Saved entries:
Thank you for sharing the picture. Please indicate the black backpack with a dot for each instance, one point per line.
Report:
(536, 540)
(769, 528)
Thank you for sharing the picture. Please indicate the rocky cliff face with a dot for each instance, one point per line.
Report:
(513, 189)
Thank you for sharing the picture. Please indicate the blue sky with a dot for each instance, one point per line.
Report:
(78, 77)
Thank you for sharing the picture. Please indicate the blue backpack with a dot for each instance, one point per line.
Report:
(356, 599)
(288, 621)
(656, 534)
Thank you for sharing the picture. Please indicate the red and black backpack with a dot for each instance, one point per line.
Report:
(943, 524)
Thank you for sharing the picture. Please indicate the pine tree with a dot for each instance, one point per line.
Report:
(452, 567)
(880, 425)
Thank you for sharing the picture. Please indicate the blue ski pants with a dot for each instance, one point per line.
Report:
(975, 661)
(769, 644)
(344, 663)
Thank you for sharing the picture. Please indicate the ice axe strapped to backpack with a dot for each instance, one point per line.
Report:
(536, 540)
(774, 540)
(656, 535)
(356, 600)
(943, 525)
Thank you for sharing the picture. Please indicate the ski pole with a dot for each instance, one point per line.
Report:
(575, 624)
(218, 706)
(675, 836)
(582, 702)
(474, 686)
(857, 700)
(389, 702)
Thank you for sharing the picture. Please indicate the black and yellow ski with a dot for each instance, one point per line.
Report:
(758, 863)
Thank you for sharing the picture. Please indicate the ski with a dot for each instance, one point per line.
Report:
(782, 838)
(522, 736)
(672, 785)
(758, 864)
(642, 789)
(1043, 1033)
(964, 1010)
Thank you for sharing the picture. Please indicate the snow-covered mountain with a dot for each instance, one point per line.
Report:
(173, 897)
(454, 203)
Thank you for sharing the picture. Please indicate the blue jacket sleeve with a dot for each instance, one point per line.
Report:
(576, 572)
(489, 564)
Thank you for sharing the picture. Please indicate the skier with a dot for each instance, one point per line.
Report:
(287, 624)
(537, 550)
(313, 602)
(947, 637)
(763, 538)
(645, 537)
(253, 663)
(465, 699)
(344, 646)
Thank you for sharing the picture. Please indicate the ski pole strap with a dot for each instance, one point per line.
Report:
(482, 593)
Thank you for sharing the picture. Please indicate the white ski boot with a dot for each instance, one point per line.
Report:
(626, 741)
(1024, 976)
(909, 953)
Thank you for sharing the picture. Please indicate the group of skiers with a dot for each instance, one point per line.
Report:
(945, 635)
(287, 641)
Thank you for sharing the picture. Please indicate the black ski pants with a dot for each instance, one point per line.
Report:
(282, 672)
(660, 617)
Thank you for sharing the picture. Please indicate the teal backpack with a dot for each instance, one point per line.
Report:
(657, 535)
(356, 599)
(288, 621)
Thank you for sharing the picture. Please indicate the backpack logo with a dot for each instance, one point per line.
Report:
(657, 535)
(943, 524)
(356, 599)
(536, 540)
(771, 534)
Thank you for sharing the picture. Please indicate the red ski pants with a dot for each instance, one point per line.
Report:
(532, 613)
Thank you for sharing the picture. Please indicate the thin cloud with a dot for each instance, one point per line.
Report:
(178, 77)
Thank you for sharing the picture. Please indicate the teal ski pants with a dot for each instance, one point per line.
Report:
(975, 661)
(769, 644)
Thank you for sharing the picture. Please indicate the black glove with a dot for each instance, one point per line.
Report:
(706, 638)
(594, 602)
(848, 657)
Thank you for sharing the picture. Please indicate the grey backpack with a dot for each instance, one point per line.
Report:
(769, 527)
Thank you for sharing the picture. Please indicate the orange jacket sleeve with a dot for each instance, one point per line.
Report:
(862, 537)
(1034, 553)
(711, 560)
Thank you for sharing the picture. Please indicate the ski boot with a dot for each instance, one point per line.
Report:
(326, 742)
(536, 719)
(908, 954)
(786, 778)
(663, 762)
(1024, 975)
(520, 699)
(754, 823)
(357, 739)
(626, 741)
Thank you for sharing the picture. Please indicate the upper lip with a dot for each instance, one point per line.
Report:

### DESCRIPTION OF THE TASK
Across the entries, each line containing the word "pole" is to be counted once; the total alone is to be given.

### YOUR RESPONSE
2